=== Supplied records ===
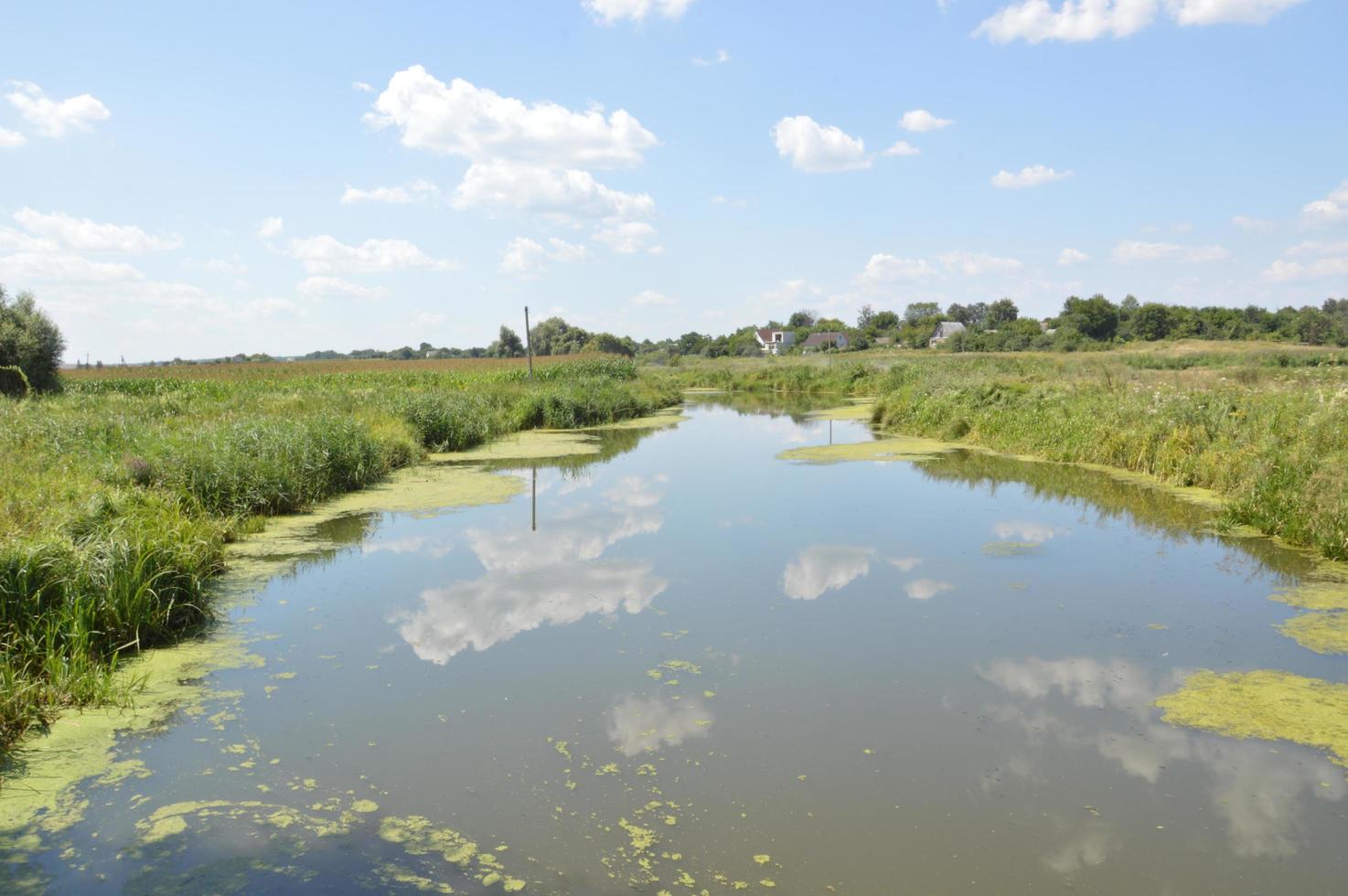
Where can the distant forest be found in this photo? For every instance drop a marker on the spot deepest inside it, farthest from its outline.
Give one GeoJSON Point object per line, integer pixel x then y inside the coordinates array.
{"type": "Point", "coordinates": [1083, 325]}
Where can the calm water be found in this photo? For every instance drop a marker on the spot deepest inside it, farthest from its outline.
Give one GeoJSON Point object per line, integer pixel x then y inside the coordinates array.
{"type": "Point", "coordinates": [707, 666]}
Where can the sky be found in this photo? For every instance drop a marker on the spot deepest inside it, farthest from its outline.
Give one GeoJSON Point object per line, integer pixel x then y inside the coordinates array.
{"type": "Point", "coordinates": [202, 179]}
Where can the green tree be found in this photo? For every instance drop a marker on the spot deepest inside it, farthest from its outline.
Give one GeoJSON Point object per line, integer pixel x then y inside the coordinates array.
{"type": "Point", "coordinates": [507, 346]}
{"type": "Point", "coordinates": [1095, 318]}
{"type": "Point", "coordinates": [1001, 313]}
{"type": "Point", "coordinates": [30, 341]}
{"type": "Point", "coordinates": [1153, 321]}
{"type": "Point", "coordinates": [920, 310]}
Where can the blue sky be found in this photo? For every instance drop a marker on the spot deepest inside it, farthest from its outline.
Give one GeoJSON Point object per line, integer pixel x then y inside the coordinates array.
{"type": "Point", "coordinates": [189, 181]}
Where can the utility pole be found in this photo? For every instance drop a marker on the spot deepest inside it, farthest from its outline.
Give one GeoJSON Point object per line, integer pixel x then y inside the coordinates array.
{"type": "Point", "coordinates": [529, 344]}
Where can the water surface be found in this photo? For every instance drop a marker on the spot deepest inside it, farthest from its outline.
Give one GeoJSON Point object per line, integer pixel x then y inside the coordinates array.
{"type": "Point", "coordinates": [684, 665]}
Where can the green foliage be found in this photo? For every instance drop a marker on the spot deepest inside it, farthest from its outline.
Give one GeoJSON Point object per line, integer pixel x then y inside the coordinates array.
{"type": "Point", "coordinates": [28, 341]}
{"type": "Point", "coordinates": [117, 496]}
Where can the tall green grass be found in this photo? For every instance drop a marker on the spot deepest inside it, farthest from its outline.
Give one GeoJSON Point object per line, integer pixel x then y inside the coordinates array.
{"type": "Point", "coordinates": [117, 496]}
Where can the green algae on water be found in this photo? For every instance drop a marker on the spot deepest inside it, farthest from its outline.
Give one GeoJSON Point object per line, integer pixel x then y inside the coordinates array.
{"type": "Point", "coordinates": [526, 445]}
{"type": "Point", "coordinates": [1324, 632]}
{"type": "Point", "coordinates": [1265, 704]}
{"type": "Point", "coordinates": [882, 450]}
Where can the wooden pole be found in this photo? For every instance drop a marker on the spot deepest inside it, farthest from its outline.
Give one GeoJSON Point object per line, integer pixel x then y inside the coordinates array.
{"type": "Point", "coordinates": [529, 344]}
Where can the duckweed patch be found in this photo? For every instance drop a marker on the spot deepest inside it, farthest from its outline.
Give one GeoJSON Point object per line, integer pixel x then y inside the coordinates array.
{"type": "Point", "coordinates": [1265, 704]}
{"type": "Point", "coordinates": [1324, 632]}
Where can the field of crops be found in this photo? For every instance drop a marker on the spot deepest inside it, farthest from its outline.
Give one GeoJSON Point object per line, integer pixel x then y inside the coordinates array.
{"type": "Point", "coordinates": [117, 495]}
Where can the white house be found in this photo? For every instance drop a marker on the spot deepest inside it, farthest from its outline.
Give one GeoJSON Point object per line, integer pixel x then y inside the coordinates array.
{"type": "Point", "coordinates": [774, 341]}
{"type": "Point", "coordinates": [944, 330]}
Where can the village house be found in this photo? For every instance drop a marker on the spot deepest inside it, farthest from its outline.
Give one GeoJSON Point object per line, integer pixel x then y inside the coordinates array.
{"type": "Point", "coordinates": [944, 330]}
{"type": "Point", "coordinates": [819, 341]}
{"type": "Point", "coordinates": [773, 341]}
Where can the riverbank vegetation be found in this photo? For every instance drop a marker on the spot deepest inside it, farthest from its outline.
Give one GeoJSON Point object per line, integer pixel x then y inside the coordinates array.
{"type": "Point", "coordinates": [119, 492]}
{"type": "Point", "coordinates": [1265, 426]}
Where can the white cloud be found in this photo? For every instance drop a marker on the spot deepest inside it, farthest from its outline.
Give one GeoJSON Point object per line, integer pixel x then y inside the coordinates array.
{"type": "Point", "coordinates": [412, 192]}
{"type": "Point", "coordinates": [1027, 531]}
{"type": "Point", "coordinates": [528, 258]}
{"type": "Point", "coordinates": [1253, 225]}
{"type": "Point", "coordinates": [479, 124]}
{"type": "Point", "coordinates": [824, 568]}
{"type": "Point", "coordinates": [647, 298]}
{"type": "Point", "coordinates": [646, 724]}
{"type": "Point", "coordinates": [818, 148]}
{"type": "Point", "coordinates": [269, 228]}
{"type": "Point", "coordinates": [546, 190]}
{"type": "Point", "coordinates": [1139, 251]}
{"type": "Point", "coordinates": [921, 122]}
{"type": "Point", "coordinates": [978, 264]}
{"type": "Point", "coordinates": [90, 236]}
{"type": "Point", "coordinates": [611, 11]}
{"type": "Point", "coordinates": [327, 255]}
{"type": "Point", "coordinates": [925, 589]}
{"type": "Point", "coordinates": [1223, 11]}
{"type": "Point", "coordinates": [1032, 176]}
{"type": "Point", "coordinates": [902, 147]}
{"type": "Point", "coordinates": [722, 59]}
{"type": "Point", "coordinates": [886, 269]}
{"type": "Point", "coordinates": [1332, 209]}
{"type": "Point", "coordinates": [1037, 20]}
{"type": "Point", "coordinates": [1283, 271]}
{"type": "Point", "coordinates": [64, 269]}
{"type": "Point", "coordinates": [53, 117]}
{"type": "Point", "coordinates": [318, 287]}
{"type": "Point", "coordinates": [628, 238]}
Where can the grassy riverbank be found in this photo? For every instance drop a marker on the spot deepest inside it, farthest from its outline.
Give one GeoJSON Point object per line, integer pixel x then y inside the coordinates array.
{"type": "Point", "coordinates": [1263, 426]}
{"type": "Point", "coordinates": [117, 496]}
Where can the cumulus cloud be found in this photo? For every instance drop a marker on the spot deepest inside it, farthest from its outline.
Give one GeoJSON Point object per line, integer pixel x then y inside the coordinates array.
{"type": "Point", "coordinates": [979, 264]}
{"type": "Point", "coordinates": [628, 238]}
{"type": "Point", "coordinates": [56, 117]}
{"type": "Point", "coordinates": [883, 270]}
{"type": "Point", "coordinates": [646, 724]}
{"type": "Point", "coordinates": [818, 148]}
{"type": "Point", "coordinates": [414, 192]}
{"type": "Point", "coordinates": [1072, 20]}
{"type": "Point", "coordinates": [921, 122]}
{"type": "Point", "coordinates": [318, 287]}
{"type": "Point", "coordinates": [1032, 176]}
{"type": "Point", "coordinates": [901, 148]}
{"type": "Point", "coordinates": [612, 11]}
{"type": "Point", "coordinates": [269, 228]}
{"type": "Point", "coordinates": [1332, 209]}
{"type": "Point", "coordinates": [1139, 251]}
{"type": "Point", "coordinates": [529, 258]}
{"type": "Point", "coordinates": [1225, 11]}
{"type": "Point", "coordinates": [327, 255]}
{"type": "Point", "coordinates": [84, 235]}
{"type": "Point", "coordinates": [546, 190]}
{"type": "Point", "coordinates": [824, 568]}
{"type": "Point", "coordinates": [480, 124]}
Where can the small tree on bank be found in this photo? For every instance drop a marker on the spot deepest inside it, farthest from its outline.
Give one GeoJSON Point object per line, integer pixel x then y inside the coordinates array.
{"type": "Point", "coordinates": [30, 341]}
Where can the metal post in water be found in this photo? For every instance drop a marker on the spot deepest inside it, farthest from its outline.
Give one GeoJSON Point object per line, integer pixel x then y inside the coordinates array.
{"type": "Point", "coordinates": [529, 347]}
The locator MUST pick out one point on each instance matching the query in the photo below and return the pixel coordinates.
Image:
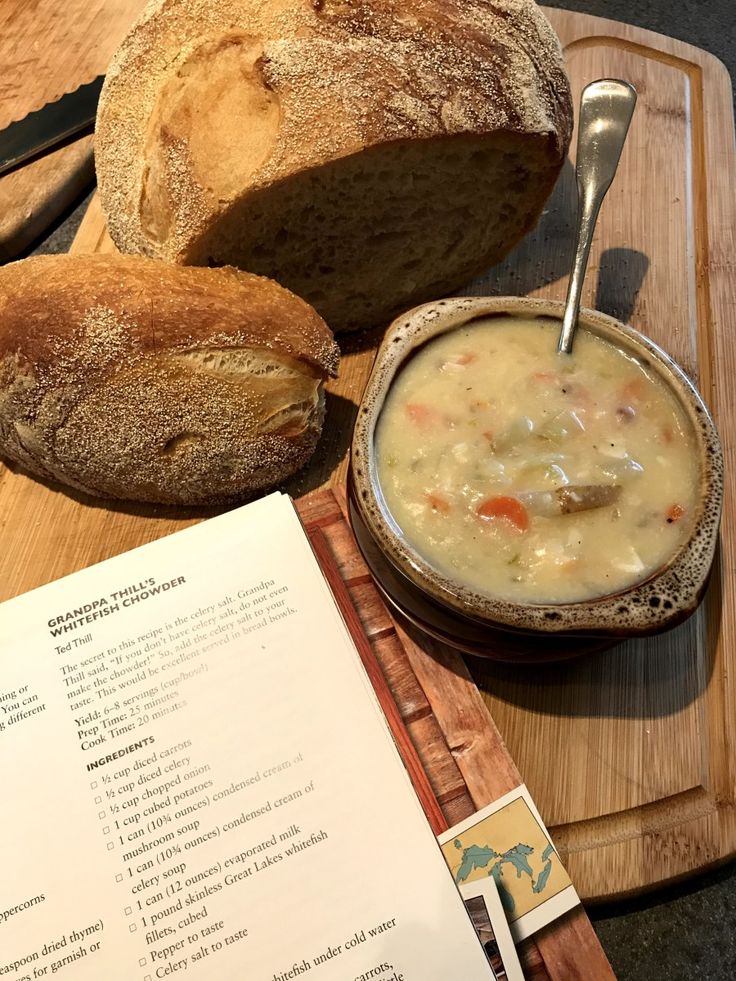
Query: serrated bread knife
(52, 124)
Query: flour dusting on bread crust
(329, 143)
(127, 378)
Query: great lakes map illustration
(511, 846)
(518, 857)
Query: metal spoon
(606, 108)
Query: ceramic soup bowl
(477, 621)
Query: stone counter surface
(687, 931)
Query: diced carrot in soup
(568, 494)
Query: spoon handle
(606, 108)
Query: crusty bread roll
(368, 154)
(129, 378)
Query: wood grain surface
(435, 713)
(46, 49)
(629, 754)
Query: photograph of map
(508, 842)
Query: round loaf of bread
(129, 378)
(368, 154)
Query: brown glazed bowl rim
(657, 603)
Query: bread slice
(127, 378)
(368, 154)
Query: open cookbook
(199, 780)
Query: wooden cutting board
(46, 49)
(629, 754)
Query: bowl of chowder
(504, 494)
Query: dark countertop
(687, 931)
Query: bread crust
(128, 378)
(209, 104)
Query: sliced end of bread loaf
(384, 229)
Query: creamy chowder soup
(535, 476)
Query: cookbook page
(197, 779)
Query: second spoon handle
(606, 108)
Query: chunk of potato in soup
(533, 476)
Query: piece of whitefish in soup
(534, 476)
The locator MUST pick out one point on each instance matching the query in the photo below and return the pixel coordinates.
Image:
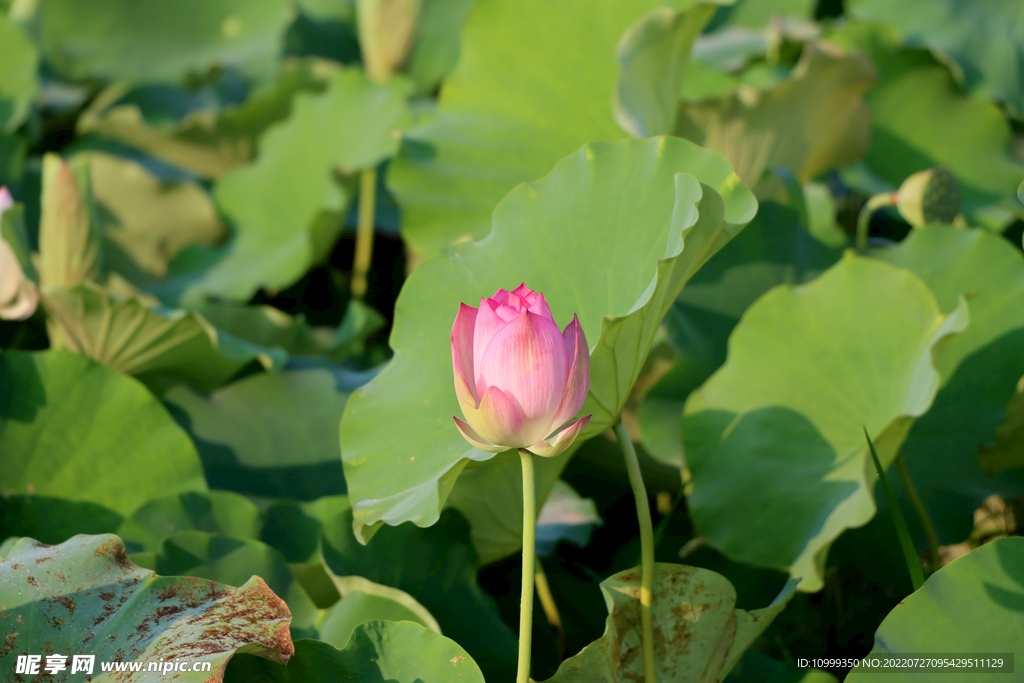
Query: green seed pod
(929, 197)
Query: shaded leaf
(773, 250)
(276, 204)
(218, 512)
(698, 634)
(506, 116)
(120, 612)
(980, 369)
(71, 428)
(809, 123)
(119, 41)
(18, 83)
(637, 203)
(129, 337)
(378, 652)
(982, 42)
(778, 440)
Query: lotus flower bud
(929, 197)
(519, 380)
(18, 297)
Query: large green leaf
(602, 237)
(17, 74)
(215, 511)
(914, 105)
(268, 434)
(129, 337)
(974, 605)
(86, 597)
(378, 652)
(120, 40)
(980, 369)
(653, 57)
(507, 115)
(276, 203)
(71, 428)
(775, 439)
(809, 123)
(698, 633)
(774, 249)
(983, 41)
(435, 566)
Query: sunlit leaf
(777, 432)
(506, 116)
(971, 605)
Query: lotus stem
(528, 565)
(921, 511)
(864, 217)
(646, 553)
(365, 231)
(550, 607)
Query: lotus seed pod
(929, 197)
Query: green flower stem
(365, 232)
(921, 511)
(646, 552)
(528, 565)
(864, 217)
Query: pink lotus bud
(518, 379)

=== Problem details ===
Output each line of the listing in which the string "tree" is found.

=== Result ===
Where can the green tree be found in this photo? For every instance drop a marker on the spot deepest inside it, farthest from its outline.
Where can the small tree on bank be found in this photo? For every instance drop a marker on the spot deepest inside it, farthest from its outline.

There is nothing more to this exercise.